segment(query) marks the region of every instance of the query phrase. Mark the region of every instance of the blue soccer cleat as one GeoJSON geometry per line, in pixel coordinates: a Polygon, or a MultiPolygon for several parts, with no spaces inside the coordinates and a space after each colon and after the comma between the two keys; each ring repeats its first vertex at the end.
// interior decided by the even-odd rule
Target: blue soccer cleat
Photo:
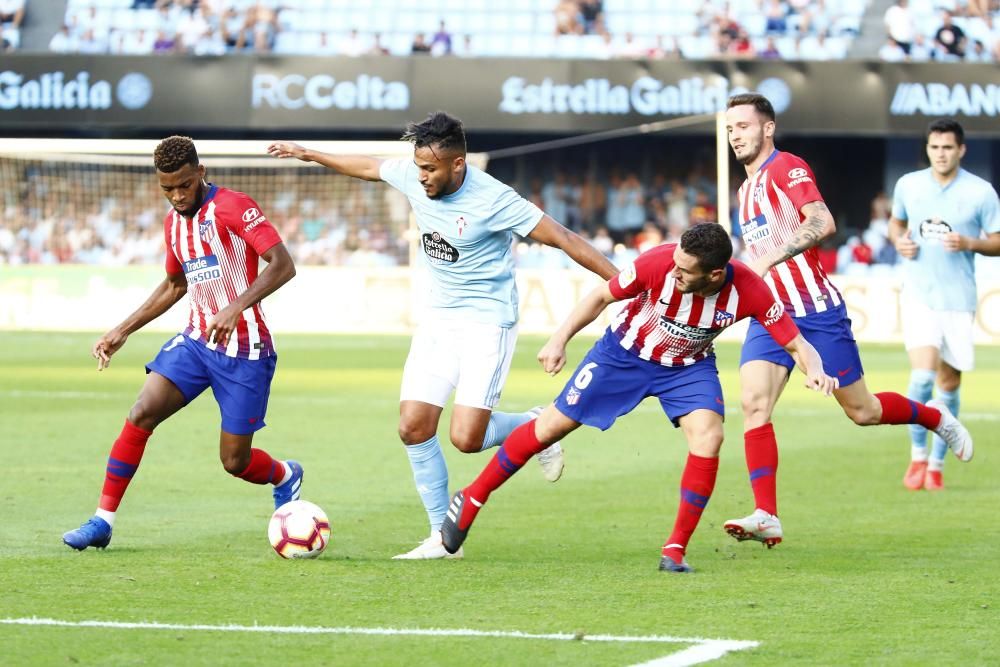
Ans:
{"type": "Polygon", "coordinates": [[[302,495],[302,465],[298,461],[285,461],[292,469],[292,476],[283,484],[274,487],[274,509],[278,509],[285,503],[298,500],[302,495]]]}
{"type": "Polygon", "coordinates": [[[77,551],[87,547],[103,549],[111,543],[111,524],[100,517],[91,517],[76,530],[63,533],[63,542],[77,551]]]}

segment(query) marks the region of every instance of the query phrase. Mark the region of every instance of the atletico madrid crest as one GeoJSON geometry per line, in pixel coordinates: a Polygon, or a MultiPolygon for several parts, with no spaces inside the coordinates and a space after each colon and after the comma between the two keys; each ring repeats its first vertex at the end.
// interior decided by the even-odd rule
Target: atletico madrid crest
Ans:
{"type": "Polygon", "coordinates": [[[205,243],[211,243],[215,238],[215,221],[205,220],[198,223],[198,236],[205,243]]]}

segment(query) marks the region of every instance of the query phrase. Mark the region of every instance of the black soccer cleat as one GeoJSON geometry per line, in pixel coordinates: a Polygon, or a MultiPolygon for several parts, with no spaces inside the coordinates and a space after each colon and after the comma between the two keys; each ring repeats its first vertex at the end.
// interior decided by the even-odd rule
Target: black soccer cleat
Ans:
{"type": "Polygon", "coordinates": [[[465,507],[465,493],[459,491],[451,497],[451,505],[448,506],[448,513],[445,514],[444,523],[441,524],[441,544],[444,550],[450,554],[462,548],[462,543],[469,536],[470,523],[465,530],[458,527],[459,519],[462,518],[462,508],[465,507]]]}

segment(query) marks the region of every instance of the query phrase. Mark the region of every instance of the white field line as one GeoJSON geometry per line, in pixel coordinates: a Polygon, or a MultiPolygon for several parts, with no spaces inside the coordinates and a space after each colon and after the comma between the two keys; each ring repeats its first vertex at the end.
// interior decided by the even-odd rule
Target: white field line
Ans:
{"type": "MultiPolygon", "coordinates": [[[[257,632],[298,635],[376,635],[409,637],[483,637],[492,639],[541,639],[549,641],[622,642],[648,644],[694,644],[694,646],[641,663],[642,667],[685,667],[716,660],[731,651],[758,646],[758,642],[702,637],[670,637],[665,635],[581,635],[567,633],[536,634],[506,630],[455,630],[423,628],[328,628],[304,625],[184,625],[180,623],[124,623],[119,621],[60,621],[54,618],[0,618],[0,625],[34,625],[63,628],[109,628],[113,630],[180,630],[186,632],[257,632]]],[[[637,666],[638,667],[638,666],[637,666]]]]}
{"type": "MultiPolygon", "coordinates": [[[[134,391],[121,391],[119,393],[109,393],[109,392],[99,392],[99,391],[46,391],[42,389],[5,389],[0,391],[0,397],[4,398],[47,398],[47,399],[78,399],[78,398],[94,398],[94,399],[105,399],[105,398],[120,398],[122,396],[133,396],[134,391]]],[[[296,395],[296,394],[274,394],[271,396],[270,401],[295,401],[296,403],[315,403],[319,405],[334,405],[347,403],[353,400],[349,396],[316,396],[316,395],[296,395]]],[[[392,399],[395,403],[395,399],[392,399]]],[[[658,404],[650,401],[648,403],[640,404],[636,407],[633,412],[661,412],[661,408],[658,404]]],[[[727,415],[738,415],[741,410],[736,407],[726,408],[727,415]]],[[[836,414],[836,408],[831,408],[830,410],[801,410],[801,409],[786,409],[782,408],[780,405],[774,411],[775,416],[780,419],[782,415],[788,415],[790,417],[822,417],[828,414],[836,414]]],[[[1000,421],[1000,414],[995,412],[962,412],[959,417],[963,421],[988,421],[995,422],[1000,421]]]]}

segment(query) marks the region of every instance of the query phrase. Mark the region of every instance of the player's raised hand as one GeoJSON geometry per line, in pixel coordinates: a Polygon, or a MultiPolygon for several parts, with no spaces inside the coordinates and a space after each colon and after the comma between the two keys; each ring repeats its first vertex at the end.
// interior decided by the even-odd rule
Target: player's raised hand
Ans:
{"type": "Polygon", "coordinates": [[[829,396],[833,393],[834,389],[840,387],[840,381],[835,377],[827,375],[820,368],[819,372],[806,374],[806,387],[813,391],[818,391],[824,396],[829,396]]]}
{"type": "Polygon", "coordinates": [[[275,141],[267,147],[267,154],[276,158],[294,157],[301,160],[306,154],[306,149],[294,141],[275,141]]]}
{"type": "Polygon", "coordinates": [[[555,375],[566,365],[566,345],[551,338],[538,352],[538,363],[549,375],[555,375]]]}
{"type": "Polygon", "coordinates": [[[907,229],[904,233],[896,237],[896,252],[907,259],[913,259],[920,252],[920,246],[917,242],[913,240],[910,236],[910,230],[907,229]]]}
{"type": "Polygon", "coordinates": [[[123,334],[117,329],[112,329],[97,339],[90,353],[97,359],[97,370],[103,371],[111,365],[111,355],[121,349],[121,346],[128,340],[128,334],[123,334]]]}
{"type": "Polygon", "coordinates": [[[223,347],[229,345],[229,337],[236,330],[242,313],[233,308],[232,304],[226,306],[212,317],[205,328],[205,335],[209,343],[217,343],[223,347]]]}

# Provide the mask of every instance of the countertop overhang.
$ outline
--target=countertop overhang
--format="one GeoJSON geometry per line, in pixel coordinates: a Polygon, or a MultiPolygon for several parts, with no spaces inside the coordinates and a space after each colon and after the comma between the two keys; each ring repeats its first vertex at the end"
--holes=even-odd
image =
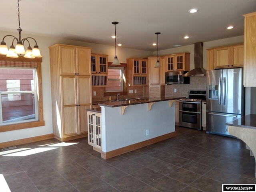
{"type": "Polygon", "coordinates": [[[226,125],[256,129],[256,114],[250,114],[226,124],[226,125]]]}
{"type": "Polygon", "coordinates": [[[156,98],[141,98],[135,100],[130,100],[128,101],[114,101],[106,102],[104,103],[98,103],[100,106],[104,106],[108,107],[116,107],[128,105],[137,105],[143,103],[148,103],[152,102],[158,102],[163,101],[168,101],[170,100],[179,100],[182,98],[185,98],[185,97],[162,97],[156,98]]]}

----

◆ Your objective ◆
Lay out all of the records above as a two-column CSV with the header row instruction,answer. Give one row per record, with its text and its answer each in a single quoted field, line breaks turned into spaces, and the pictures left out.

◆ Result ◆
instruction,answer
"segment(query) marks the region of every instance of the query phrase. Mark the region of every instance of the blue soccer cleat as one GeoJSON geometry per line, in pixel coordinates: a Polygon, or a MultiPolygon for several parts, with no spaces inside the coordinates and a space after each colon and after the comma between the two keys; each ring repeats its first vertex at the end. // interior decided by the even-odd rule Target: blue soccer cleat Photo: Ans:","{""type"": ""Polygon"", ""coordinates"": [[[302,495],[302,465],[298,461],[285,461],[292,469],[292,476],[283,484],[274,487],[274,509],[278,509],[285,503],[298,500],[302,495]]]} {""type"": ""Polygon"", ""coordinates"": [[[77,551],[87,547],[103,549],[111,543],[111,524],[100,517],[91,517],[76,530],[63,533],[63,542],[77,551]]]}"
"segment(query) marks the region of every instance of the query phrase. Mark the region of every instance of the atletico madrid crest as one GeoJSON geometry per line, in pixel coordinates: a Polygon, or a MultiPolygon for several parts, with no spaces inside the coordinates and a space after each colon and after the comma between the two keys; each ring repeats its first vertex at the end. // interior decided by the even-odd rule Target: atletico madrid crest Ans:","{""type"": ""Polygon"", ""coordinates"": [[[205,243],[211,243],[215,238],[215,221],[205,220],[198,223],[198,236],[205,243]]]}"
"segment(query) marks the region of every instance of the query phrase. Mark the region of every instance of the black soccer cleat as one GeoJSON geometry per line, in pixel coordinates: a Polygon, or a MultiPolygon for several parts, with no spaces inside the coordinates and a space after each colon and after the comma between the two keys; each ring repeats its first vertex at the end. // interior decided by the even-odd rule Target: black soccer cleat Ans:","{""type"": ""Polygon"", ""coordinates"": [[[465,507],[465,493],[459,491],[451,497],[451,505],[448,506],[448,513],[445,514],[444,523],[441,524],[441,544],[444,550],[450,554],[462,548],[462,543],[469,536],[470,523],[465,530],[458,527],[459,519],[462,518],[462,508],[465,507]]]}"
"segment(query) marks the region of every instance of the query phrase. Mark the region of every instance of the white field line as one GeoJSON geometry per line, in pixel coordinates: a Polygon, or a MultiPolygon for several parts, with no spaces inside the coordinates and a space after each colon and after the comma between the two keys; each ring repeats its first vertex at the end. // interior decided by the even-odd rule Target: white field line Ans:","{""type"": ""MultiPolygon"", ""coordinates"": [[[[257,632],[298,635],[376,635],[409,637],[483,637],[492,639],[541,639],[549,641],[622,642],[648,644],[694,644],[694,646],[641,663],[642,667],[685,667],[716,660],[731,651],[758,646],[758,642],[702,637],[670,637],[665,635],[581,635],[567,633],[536,634],[506,630],[455,630],[423,628],[328,628],[304,625],[184,625],[180,623],[124,623],[119,621],[60,621],[54,618],[0,618],[0,625],[34,625],[63,628],[109,628],[113,630],[180,630],[186,632],[257,632]]],[[[637,666],[638,667],[638,666],[637,666]]]]} {""type"": ""MultiPolygon"", ""coordinates"": [[[[134,391],[121,391],[119,393],[109,393],[109,392],[99,392],[99,391],[46,391],[42,389],[5,389],[0,391],[0,397],[4,398],[47,398],[47,399],[78,399],[78,398],[94,398],[94,399],[105,399],[105,398],[120,398],[122,396],[133,396],[134,391]]],[[[296,395],[296,394],[274,394],[271,396],[270,401],[295,401],[296,403],[315,403],[319,405],[334,405],[347,403],[353,400],[349,396],[316,396],[316,395],[296,395]]],[[[392,399],[395,403],[395,399],[392,399]]],[[[658,404],[650,401],[648,403],[640,404],[636,407],[633,412],[661,412],[661,408],[658,404]]],[[[727,415],[738,415],[741,410],[736,407],[726,408],[727,415]]],[[[836,414],[836,408],[831,408],[830,410],[801,410],[801,409],[786,409],[782,408],[780,405],[774,411],[775,416],[780,419],[782,415],[788,415],[790,417],[822,417],[828,414],[836,414]]],[[[1000,421],[1000,414],[995,412],[962,412],[959,417],[963,421],[988,421],[995,422],[1000,421]]]]}"
"segment(query) marks the region of every instance of the query phrase. Mark the region of every instance of the player's raised hand as one GeoJSON geometry per line, in pixel coordinates: a Polygon, or a MultiPolygon for several parts, with no spaces inside the coordinates and a space after each colon and after the comma between the two keys; each ring repeats its first vertex at the end. // interior decided by the even-odd rule Target: player's raised hand Ans:","{""type"": ""Polygon"", ""coordinates"": [[[829,396],[833,393],[834,389],[840,387],[840,381],[835,377],[827,375],[820,368],[819,372],[806,374],[806,387],[813,391],[818,391],[824,396],[829,396]]]} {""type"": ""Polygon"", ""coordinates"": [[[275,141],[267,147],[267,154],[276,158],[294,157],[301,160],[306,154],[306,149],[294,141],[275,141]]]} {""type"": ""Polygon"", ""coordinates"": [[[555,375],[566,365],[566,345],[551,338],[538,352],[538,363],[549,375],[555,375]]]} {""type"": ""Polygon"", ""coordinates"": [[[907,229],[904,233],[896,237],[896,252],[907,259],[913,259],[920,252],[920,246],[917,242],[913,240],[910,236],[910,230],[907,229]]]} {""type"": ""Polygon"", ""coordinates"": [[[123,334],[117,329],[112,329],[97,339],[90,353],[97,359],[97,370],[103,371],[111,365],[111,355],[121,349],[121,346],[128,340],[128,334],[123,334]]]} {""type"": ""Polygon"", ""coordinates"": [[[223,347],[229,345],[229,337],[236,330],[242,313],[233,308],[232,304],[226,306],[212,317],[205,328],[205,335],[209,343],[217,343],[223,347]]]}"
"# Provide the mask of every instance of the countertop overhang. $ outline --target=countertop overhang --format=""one GeoJSON geometry per line, in pixel coordinates: a Polygon, or a MultiPolygon for several parts, with no spaces inside the coordinates and a space after each colon and after the comma between the two keys; each ring repeats its first vertex at the end"" --holes=even-odd image =","{""type"": ""Polygon"", ""coordinates"": [[[226,125],[256,129],[256,114],[250,114],[226,124],[226,125]]]} {""type"": ""Polygon"", ""coordinates"": [[[156,98],[141,98],[135,100],[130,100],[128,101],[114,101],[106,102],[104,103],[98,103],[100,106],[104,106],[108,107],[116,107],[128,105],[137,105],[143,103],[148,103],[152,102],[158,102],[163,101],[168,101],[170,100],[179,100],[182,98],[185,98],[185,97],[162,97],[156,98]]]}"